## TASK DIRECTIONS
In the entries below, find every line with "balcony" and copy it.

## MATERIAL TO PROCESS
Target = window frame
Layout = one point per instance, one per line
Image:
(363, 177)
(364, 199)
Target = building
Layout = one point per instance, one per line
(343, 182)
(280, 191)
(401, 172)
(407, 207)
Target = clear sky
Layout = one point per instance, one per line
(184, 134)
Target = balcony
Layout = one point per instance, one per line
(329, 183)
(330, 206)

...

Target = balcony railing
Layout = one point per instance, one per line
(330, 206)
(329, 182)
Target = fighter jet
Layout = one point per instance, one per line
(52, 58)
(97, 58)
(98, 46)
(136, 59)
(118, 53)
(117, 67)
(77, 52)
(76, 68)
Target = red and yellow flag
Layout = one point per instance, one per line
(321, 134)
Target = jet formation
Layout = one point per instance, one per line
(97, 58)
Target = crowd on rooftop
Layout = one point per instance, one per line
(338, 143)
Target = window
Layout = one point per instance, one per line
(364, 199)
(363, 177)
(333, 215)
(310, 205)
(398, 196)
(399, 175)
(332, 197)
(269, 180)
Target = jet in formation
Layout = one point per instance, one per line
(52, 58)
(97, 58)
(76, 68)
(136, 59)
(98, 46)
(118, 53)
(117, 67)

--

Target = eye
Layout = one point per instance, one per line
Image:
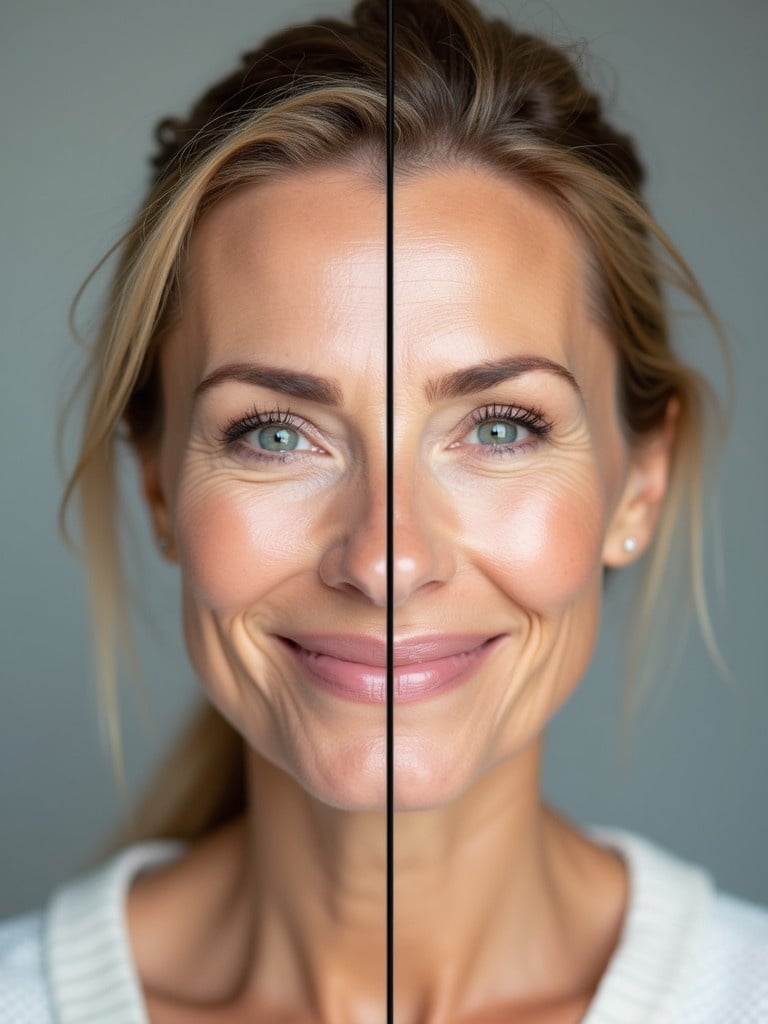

## FINAL ANSWER
Target = balcony
Target = balcony railing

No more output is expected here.